# [Exercise instructions]
Give back each record precisely, pictures excluded.
---- Extracted records
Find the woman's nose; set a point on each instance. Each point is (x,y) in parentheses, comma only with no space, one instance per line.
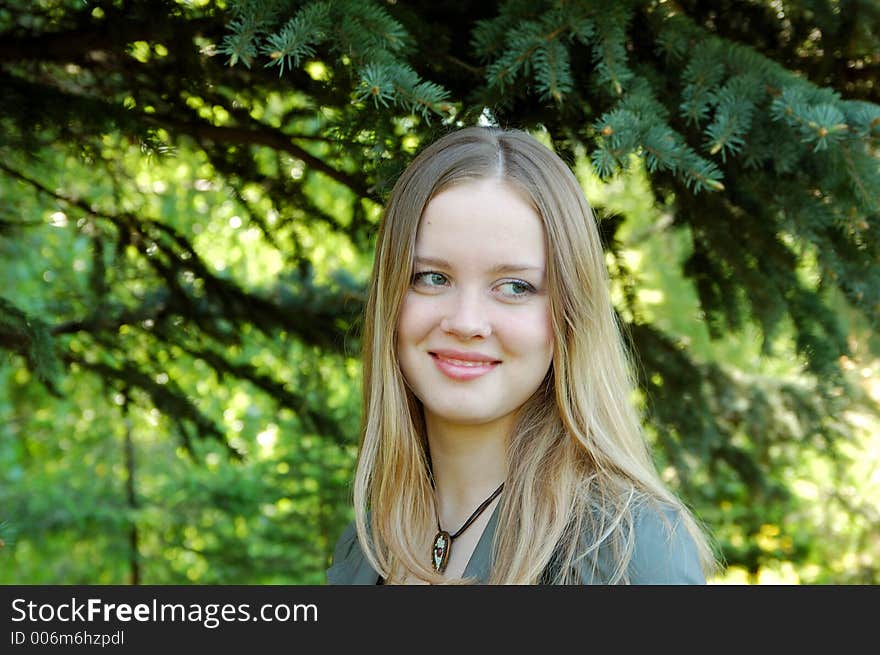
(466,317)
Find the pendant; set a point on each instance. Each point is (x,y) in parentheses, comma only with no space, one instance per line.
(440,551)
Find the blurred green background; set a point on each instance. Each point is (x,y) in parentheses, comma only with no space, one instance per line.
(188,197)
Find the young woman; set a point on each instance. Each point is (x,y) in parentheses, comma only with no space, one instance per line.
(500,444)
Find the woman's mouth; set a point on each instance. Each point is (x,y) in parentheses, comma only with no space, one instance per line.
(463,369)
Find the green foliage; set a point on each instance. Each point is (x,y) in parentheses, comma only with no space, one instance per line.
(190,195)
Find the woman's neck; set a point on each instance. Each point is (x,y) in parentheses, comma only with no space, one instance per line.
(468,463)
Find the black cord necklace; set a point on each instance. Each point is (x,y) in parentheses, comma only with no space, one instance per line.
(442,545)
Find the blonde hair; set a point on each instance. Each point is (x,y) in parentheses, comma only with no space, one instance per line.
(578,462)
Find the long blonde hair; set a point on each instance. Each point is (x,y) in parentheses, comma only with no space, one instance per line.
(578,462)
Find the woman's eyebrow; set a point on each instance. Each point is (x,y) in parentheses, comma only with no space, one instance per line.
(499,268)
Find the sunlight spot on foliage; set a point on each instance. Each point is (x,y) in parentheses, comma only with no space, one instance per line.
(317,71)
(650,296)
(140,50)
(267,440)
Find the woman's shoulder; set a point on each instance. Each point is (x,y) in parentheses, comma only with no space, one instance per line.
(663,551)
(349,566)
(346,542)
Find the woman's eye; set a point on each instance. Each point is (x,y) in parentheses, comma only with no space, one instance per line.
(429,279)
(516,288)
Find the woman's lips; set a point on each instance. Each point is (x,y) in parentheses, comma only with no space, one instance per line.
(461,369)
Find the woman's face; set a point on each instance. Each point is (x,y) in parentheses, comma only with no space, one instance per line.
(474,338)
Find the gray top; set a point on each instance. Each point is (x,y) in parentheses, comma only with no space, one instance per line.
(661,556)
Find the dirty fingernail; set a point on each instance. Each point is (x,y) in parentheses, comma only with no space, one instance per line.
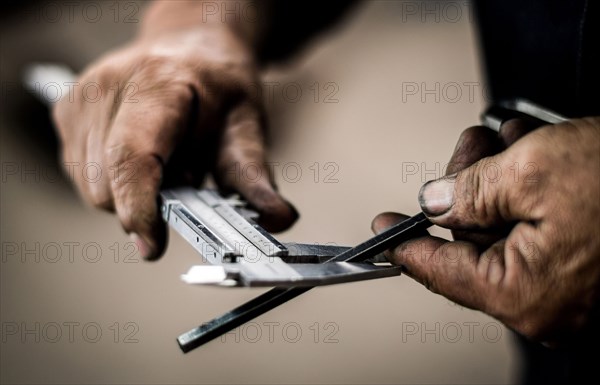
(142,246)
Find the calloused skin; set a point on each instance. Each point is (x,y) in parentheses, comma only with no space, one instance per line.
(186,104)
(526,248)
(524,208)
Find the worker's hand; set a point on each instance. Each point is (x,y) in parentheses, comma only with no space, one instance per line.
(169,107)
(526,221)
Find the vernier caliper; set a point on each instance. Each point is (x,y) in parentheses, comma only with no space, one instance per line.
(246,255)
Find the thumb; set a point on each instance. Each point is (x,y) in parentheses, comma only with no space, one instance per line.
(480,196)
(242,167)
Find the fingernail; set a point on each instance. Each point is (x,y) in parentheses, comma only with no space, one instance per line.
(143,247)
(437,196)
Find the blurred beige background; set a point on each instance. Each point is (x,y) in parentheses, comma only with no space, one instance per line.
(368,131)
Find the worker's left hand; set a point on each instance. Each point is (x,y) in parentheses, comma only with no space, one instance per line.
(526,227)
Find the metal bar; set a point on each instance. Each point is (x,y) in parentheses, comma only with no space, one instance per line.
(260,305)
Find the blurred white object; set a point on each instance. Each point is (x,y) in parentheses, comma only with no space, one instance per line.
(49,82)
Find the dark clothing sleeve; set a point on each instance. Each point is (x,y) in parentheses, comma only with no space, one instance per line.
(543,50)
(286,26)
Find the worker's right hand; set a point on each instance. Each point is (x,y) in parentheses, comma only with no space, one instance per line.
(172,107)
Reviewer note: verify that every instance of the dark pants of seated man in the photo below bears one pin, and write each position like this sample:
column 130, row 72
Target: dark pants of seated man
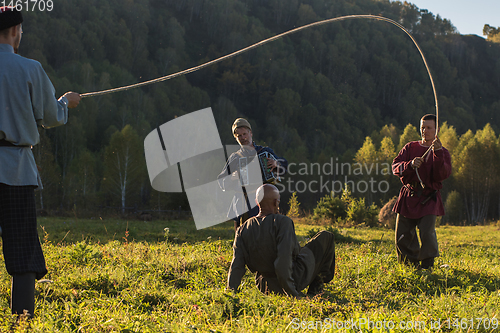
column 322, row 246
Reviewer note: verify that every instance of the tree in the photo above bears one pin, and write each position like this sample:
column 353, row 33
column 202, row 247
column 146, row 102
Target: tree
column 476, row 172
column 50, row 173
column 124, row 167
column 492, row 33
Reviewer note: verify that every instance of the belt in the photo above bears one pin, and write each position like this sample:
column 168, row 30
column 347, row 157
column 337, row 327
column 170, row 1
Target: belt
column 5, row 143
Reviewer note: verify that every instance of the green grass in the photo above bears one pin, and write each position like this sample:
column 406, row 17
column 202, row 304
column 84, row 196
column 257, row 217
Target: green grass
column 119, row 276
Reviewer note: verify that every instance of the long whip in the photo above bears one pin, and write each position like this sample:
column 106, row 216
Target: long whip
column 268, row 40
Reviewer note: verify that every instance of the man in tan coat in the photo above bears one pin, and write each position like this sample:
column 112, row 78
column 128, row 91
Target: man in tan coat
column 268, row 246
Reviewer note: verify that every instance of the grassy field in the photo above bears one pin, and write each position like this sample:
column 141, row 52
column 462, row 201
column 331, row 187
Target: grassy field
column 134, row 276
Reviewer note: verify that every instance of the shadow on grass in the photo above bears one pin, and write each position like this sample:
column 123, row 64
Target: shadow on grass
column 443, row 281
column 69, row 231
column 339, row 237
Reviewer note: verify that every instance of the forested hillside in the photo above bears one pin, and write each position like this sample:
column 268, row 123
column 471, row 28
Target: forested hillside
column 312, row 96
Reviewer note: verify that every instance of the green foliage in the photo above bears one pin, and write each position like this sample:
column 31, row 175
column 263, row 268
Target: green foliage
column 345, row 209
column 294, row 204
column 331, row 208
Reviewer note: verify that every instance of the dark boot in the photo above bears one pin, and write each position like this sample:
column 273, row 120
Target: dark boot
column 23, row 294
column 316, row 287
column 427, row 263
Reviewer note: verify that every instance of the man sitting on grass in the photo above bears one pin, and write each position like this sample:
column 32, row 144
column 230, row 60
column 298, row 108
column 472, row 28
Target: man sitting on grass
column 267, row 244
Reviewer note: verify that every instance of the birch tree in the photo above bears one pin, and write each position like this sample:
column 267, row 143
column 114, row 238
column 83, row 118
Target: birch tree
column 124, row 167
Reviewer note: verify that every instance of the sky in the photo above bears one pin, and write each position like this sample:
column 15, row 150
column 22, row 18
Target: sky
--------
# [Result below]
Find the woman's nose; set a point on each instance. Each point is (x,y) in parentheses, comma only with no space, one instance per line.
(466,317)
Find the pendant; set a point on each instance. Each point is (x,y) in parentheses, comma only with no space, one instance per line.
(440,551)
Find the blurred green background; set a point on each instance. Each point is (x,y) in parentheses, comma only with no space, one instance per line.
(188,197)
Find the young woman; set a point on each instance. Each point is (x,y) in parentheses, comma only with no space, one instance per line.
(500,444)
Find the woman's mouth; set a point on each instance. Each point is (x,y) in parentheses, comma only with no space, one instance per line.
(463,369)
Find the green foliage; set a point on each instance. Each point is (x,y) in parentheses, comma only with no space, one instance per line.
(190,195)
Find the woman's neck; set a point on each instance. Each point is (x,y) in parentheses, comma only with no space, one instance per line.
(468,463)
Find the black cord necklace; set a point on each instance. Each point is (x,y) in parentheses, comma only with no space, one instance per line.
(442,545)
Find the blonde hair; set a point on each instance. Each point is (x,y) in parentheses, comma only with no space, one instance per line.
(578,462)
Find the long blonde hair; set a point on each instance. Each point is (x,y) in parentheses, comma only with no space, one instance per line.
(578,462)
Find the woman's eyebrow; set a point on each instance. Each point is (x,y) in parentheses, comma only with no space, one instance per line.
(499,268)
Find the sunlight spot on foliage; set a point on each instance. Each point is (x,y) in parentheses, comma only with no space, one instance per line.
(317,71)
(650,296)
(140,50)
(267,440)
Find the woman's shoulder; set a point on each instance. Each point is (x,y) in parentheses, comma only with no space, one instance per line.
(663,551)
(349,566)
(346,542)
Find the woman's eye; set a point on each instance. Each point is (x,y) in parentheses, comma only with no space, one instance per line.
(429,279)
(516,288)
Find the woman's lips; set a point on each instance. Each point is (x,y) in parentheses, comma only with no space, one instance per line.
(461,369)
Find the woman's face; set a point on each instance. Each point is (x,y) in parentheses, comma only with no space, one instance per line.
(474,338)
Find the gray top; set a point on each instance. Each point is (x,y) in parentheses, comma only with no space, one instance per line.
(661,556)
Find the dirty fingernail; set a point on each instance. Each point is (x,y) in parentheses, comma only with no space, one instance per line.
(142,246)
Find the calloused skin; set a point on each instance. Each point is (x,y) in parentheses, comma only with no space, one instance per line.
(186,104)
(526,248)
(524,208)
Find the worker's hand; set a point on each instance. Each point is (x,y) in parentheses, comma only with no space, one instance per line.
(169,107)
(526,221)
Find the vernier caliper; set a point on each instance. Each point is (x,y) in parentheses, comma only with no space, one instance per line.
(246,255)
Find the thumb; set a point on each instance. Each point is (x,y) in parentheses, comma only with no space, one instance per line.
(480,196)
(242,167)
Find the fingernail; set a point on each instance. Each point is (x,y) in parentheses, comma only with no space, one instance per line.
(143,247)
(437,196)
Find the blurred beige background; set a point on each instance. Each point is (x,y) in parentheses, comma only with no space, one instance per line.
(368,131)
Find the worker's left hand; set a point on each instance. Each point is (x,y) in parentheses, comma only with no space, one instance per line.
(526,227)
Find the metal bar; set a point on each instance. Each point is (x,y) in parentheses, comma only with no space, one instance per line.
(260,305)
Find the blurred white object; set a point on each instance. Each point is (x,y) in parentheses, comma only with no space, one instance per line.
(49,82)
Find the dark clothing sleeve; set a point on each instance. Each point is (x,y) in parentheses, comma only with no space, one instance per line.
(543,50)
(286,26)
Find the worker's right hand; set a point on each instance. Each point is (x,y) in parentheses, comma only with no space, one instance per line.
(172,107)
Reviewer note: verify that every instance of the dark pants of seated man in the photo below bears one pin, and write each position like this sample:
column 130, row 72
Target: dark pants of seated man
column 322, row 246
Reviewer note: verify that every instance of the tree in the photo above bears one pin, and write each position like this sample:
column 353, row 33
column 202, row 247
column 146, row 102
Target: tree
column 476, row 172
column 50, row 173
column 124, row 167
column 492, row 33
Reviewer note: verify that every instance of the belt in the photo above bears one pin, and write each position like this sample:
column 168, row 30
column 347, row 157
column 337, row 327
column 170, row 1
Target: belt
column 5, row 143
Reviewer note: verify that every instance of the green grass in the photo above bears one pin, and write each position like this sample:
column 406, row 17
column 202, row 304
column 84, row 196
column 257, row 217
Target: green grass
column 119, row 276
Reviewer note: verify that every instance of the long whip in the photo above bears one pin, and write each position like this sample:
column 106, row 216
Target: long whip
column 268, row 40
Reviewer note: verify that every instance of the man in tan coat in the photo above bears one pin, and write each position like this sample:
column 112, row 78
column 128, row 91
Target: man in tan coat
column 268, row 246
Reviewer note: verify that every instance of the grassy field in the photo above bears one pin, and write each position like this sample:
column 141, row 52
column 462, row 201
column 331, row 187
Target: grassy field
column 134, row 276
Reviewer note: verify that every instance of the shadow on grass in the photo above bears one pin, and write each position like this sample:
column 123, row 64
Target: shadow on grass
column 443, row 281
column 69, row 231
column 339, row 237
Reviewer note: verify that every instance of the forested hillside in the photo above bears one pin, and write each position like this sample:
column 268, row 123
column 471, row 28
Target: forested hillside
column 312, row 96
Reviewer note: verify that every instance of the green foliage in the photo above bears one pin, and write each position like this sample:
column 31, row 175
column 263, row 268
Target: green foliage
column 345, row 209
column 294, row 204
column 331, row 208
Reviewer note: verify that every instance of the dark boot in the photo above bears one pin, and write each position like this sample:
column 273, row 120
Target: dark boot
column 23, row 294
column 316, row 287
column 427, row 263
Reviewer note: verify that every instance of the man sitting on grass in the photo above bears one pin, and write each position like this sample:
column 32, row 144
column 230, row 60
column 298, row 108
column 472, row 28
Target: man sitting on grass
column 267, row 244
Reviewer note: verify that every instance of the birch tree in the photo above bears one pin, and write each position like this sample:
column 267, row 143
column 114, row 238
column 83, row 118
Target: birch tree
column 124, row 167
Reviewer note: verify that every instance of the sky in the photo above bears one pin, and write each position like this sample:
column 15, row 150
column 22, row 18
Target: sky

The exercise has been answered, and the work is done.